* Text segment *
******

Re: U+0140

From: Ernest Cline (
Date: Fri Apr 16 2004 - 09:26:17 EDT

  • Next message: Bernard Desgraupes: "Re: U+0140"

    > [Original Message]
    > From: Antoine Leca <>
    > ... it is vastly more easy to keep the obvious unification, rather than
    > trying to distort it and trying to make a conditional mapping, if
    > Mathematics, => U+00B7, if Catalan, => U+2027, if NoSeQue, =>
    > some_other_random_middle_dot, etc. Unlike hyphenation rules (where the
    > mapping might very well be => U+2027, by the way), which are pretty easy
    > to pinpoint, tagging Catalan in bulk text is clearly not a easy task. Even
    > when considering the fairly restrictive rules for it to occur (requiring
    > NFC):

    I don't see that as being any worse than the set of HYPHEN_MINUS,
    HYPHEN, MINUS SIGN, etc., which depending upon your taste in
    such matters could be seen as an example of what to do or what
    not to do. That said, let me switch the topic to something almost
    completely different.

******

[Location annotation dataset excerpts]
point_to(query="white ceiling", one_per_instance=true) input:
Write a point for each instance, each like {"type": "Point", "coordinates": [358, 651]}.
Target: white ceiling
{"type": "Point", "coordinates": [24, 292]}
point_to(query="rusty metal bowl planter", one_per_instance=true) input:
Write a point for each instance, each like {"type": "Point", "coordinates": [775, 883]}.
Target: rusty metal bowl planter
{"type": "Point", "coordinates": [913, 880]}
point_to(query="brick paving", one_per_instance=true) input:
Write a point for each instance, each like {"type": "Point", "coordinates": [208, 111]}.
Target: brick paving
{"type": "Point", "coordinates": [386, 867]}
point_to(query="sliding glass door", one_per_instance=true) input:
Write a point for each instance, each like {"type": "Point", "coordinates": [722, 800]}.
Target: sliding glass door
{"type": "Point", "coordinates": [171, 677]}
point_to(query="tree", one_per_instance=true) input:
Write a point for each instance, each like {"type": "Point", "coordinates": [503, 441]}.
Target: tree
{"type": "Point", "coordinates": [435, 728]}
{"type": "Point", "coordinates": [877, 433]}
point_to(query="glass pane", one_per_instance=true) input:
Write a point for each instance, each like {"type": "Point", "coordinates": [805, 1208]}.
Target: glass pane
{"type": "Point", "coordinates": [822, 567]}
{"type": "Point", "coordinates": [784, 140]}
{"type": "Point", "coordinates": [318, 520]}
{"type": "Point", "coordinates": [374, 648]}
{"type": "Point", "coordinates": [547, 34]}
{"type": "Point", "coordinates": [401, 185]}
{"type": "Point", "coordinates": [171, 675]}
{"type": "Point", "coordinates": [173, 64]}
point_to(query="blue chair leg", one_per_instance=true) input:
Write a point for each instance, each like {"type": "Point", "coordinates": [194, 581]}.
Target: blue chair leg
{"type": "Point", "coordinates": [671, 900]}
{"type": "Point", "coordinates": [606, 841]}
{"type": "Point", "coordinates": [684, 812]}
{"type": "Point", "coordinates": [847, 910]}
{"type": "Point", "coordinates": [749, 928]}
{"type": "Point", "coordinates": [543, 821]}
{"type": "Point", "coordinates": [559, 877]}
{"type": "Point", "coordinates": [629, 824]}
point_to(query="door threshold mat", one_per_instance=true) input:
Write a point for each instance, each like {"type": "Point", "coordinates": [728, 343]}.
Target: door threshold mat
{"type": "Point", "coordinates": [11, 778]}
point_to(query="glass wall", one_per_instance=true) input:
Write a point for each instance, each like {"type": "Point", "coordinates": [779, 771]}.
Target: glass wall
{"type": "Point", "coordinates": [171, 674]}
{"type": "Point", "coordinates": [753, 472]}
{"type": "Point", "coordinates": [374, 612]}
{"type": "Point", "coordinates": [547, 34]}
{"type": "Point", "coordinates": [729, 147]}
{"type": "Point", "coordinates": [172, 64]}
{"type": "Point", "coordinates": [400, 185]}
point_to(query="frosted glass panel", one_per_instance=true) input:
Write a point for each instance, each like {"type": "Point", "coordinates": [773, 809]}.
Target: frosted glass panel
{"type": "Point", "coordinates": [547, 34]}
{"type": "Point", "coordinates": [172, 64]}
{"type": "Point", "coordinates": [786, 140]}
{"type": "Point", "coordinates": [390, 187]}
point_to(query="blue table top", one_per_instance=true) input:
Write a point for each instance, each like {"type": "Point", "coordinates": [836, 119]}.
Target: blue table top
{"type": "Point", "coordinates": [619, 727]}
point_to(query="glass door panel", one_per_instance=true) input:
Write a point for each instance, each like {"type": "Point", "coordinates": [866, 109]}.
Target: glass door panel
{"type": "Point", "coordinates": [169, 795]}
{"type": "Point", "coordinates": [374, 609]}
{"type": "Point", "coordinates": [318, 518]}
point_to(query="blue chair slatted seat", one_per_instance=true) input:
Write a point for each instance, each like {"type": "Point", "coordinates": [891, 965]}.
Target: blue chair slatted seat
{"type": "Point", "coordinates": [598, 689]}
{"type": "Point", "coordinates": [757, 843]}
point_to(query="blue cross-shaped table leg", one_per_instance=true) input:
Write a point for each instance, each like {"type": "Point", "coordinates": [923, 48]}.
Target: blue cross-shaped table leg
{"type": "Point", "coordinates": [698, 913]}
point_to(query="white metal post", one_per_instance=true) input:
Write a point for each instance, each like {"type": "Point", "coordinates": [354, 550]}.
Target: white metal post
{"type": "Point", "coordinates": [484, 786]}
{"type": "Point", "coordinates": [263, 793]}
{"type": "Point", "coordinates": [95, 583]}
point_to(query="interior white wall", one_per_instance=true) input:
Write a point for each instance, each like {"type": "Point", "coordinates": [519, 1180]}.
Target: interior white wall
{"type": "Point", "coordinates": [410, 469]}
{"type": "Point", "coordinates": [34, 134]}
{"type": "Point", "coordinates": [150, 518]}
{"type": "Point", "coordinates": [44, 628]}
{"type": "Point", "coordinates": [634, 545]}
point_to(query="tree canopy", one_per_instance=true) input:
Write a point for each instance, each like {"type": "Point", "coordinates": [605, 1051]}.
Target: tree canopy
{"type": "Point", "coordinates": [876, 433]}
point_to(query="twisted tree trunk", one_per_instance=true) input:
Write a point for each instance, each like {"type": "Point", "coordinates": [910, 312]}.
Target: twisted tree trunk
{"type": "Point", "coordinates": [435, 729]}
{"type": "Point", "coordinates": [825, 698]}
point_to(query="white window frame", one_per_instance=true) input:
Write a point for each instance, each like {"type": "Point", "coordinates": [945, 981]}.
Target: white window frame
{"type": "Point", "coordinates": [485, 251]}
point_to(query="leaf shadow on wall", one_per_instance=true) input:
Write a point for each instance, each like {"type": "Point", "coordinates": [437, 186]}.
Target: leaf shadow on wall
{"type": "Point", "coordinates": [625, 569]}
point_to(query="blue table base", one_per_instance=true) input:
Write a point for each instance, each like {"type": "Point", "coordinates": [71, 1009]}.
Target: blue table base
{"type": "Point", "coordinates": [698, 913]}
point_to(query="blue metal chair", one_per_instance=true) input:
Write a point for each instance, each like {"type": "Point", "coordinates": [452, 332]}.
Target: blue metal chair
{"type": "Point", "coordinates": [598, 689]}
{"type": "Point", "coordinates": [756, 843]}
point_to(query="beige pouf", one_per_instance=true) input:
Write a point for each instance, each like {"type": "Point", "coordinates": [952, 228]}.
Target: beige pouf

******

* What you are asked to do *
Extend the mailing-list reply about U+0140, starting right after its last sentence, where the writer says he will switch to a nearly unrelated topic. The records have nothing to do with this.

* Answer to this problem *
    Given the nature of U+0140 (and U+013F) when hyphenated, might it
    not be a good idea to assign these two characters their own Line
    Break class for the Line Breaking Algorithm of UAX #14? These two
    characters if I understand the comments correctly, always provide
    a line breaking opportunity after them, but if that line break opportunity
    is taken, the dot must disappear, so an implementation that is not
    prepared to remove the dot should ignore the opportunity.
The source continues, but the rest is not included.